[WHAT IS ASKED]: Can you return, word for word, the stretch from the start of the records through the line containing "pixel 243 410"? Leave the pictures out of your answer.
## begin INPUT FOR THIS TASK
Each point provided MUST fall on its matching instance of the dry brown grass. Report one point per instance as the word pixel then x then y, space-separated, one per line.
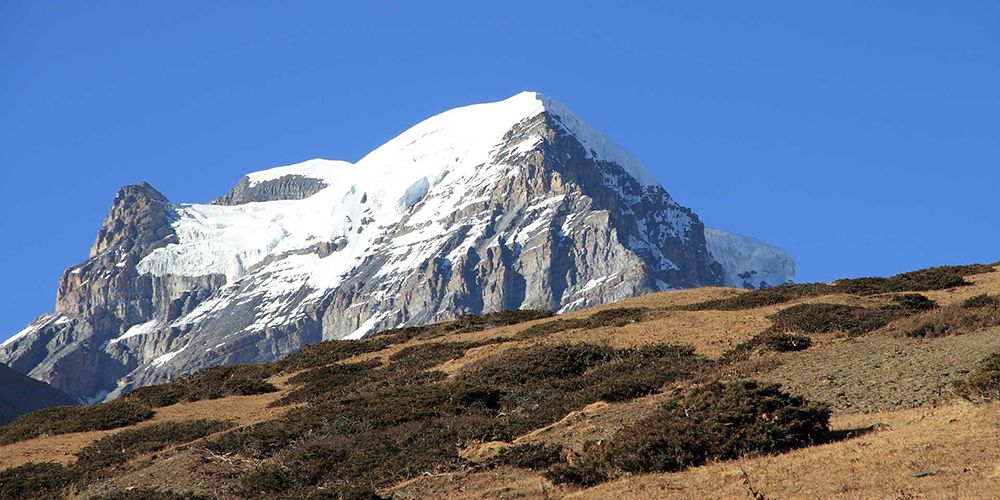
pixel 959 444
pixel 960 441
pixel 243 410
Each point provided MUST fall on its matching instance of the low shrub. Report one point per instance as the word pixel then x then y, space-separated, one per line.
pixel 716 421
pixel 535 456
pixel 330 351
pixel 423 356
pixel 36 480
pixel 463 324
pixel 762 298
pixel 67 419
pixel 118 448
pixel 614 318
pixel 151 494
pixel 209 383
pixel 981 300
pixel 953 319
pixel 935 278
pixel 984 382
pixel 766 342
pixel 376 423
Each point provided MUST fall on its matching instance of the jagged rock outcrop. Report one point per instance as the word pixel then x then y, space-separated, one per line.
pixel 515 204
pixel 286 187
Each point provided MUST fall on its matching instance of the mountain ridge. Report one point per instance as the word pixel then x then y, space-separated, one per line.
pixel 507 205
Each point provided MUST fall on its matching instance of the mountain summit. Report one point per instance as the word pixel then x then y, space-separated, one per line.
pixel 507 205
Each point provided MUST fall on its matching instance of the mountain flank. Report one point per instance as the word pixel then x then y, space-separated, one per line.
pixel 20 394
pixel 888 387
pixel 516 204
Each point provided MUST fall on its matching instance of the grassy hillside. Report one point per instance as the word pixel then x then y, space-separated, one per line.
pixel 874 387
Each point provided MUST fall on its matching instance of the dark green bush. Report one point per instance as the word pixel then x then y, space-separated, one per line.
pixel 535 456
pixel 614 317
pixel 763 298
pixel 935 278
pixel 35 480
pixel 463 324
pixel 981 300
pixel 716 421
pixel 118 448
pixel 912 303
pixel 151 494
pixel 330 351
pixel 984 382
pixel 852 320
pixel 209 383
pixel 953 319
pixel 374 424
pixel 67 419
pixel 768 341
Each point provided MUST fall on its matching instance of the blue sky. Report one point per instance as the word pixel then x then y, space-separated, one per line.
pixel 862 137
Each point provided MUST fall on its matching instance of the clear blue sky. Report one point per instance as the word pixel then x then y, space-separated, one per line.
pixel 863 137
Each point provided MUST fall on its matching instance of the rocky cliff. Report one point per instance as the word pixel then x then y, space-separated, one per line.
pixel 514 204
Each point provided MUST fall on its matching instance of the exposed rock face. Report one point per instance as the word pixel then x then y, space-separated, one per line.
pixel 516 204
pixel 287 187
pixel 20 394
pixel 748 263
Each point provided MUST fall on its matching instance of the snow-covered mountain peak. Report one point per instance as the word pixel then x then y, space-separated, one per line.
pixel 506 205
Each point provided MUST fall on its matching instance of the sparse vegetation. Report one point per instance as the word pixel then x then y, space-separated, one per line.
pixel 536 456
pixel 715 421
pixel 372 424
pixel 767 342
pixel 66 419
pixel 35 480
pixel 974 314
pixel 935 278
pixel 151 494
pixel 463 324
pixel 850 320
pixel 210 383
pixel 984 382
pixel 118 448
pixel 615 317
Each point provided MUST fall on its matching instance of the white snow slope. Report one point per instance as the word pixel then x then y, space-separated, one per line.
pixel 442 154
pixel 749 263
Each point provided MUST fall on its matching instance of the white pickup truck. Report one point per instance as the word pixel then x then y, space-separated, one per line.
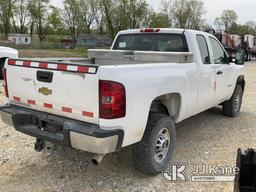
pixel 132 94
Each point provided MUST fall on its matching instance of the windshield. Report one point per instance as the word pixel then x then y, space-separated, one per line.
pixel 152 42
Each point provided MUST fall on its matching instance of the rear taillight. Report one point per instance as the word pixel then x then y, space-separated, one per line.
pixel 5 85
pixel 112 100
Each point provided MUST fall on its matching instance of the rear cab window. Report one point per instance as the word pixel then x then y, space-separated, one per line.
pixel 152 42
pixel 204 50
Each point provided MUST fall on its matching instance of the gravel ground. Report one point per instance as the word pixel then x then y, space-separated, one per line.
pixel 208 138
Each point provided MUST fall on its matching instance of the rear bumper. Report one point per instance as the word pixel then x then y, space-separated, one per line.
pixel 63 131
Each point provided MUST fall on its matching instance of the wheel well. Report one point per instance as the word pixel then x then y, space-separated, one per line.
pixel 241 81
pixel 168 104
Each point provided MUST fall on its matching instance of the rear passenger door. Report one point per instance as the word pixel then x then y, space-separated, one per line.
pixel 206 76
pixel 224 72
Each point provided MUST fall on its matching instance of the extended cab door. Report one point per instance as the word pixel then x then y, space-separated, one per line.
pixel 207 76
pixel 224 84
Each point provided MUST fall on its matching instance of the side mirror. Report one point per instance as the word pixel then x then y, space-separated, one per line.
pixel 240 57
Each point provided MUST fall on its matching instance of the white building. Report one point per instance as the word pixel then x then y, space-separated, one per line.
pixel 20 39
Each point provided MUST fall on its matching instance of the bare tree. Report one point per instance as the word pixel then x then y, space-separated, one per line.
pixel 39 11
pixel 20 16
pixel 184 13
pixel 6 11
pixel 228 17
pixel 87 14
pixel 73 17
## end INPUT FOR THIS TASK
[SOLUTION TO THIS TASK]:
Each point provided MUST fall on its matching instance of the dry brown grass. Report one point per instance as the word pixel then x then y, space-separated, one per line.
pixel 959 444
pixel 960 441
pixel 243 410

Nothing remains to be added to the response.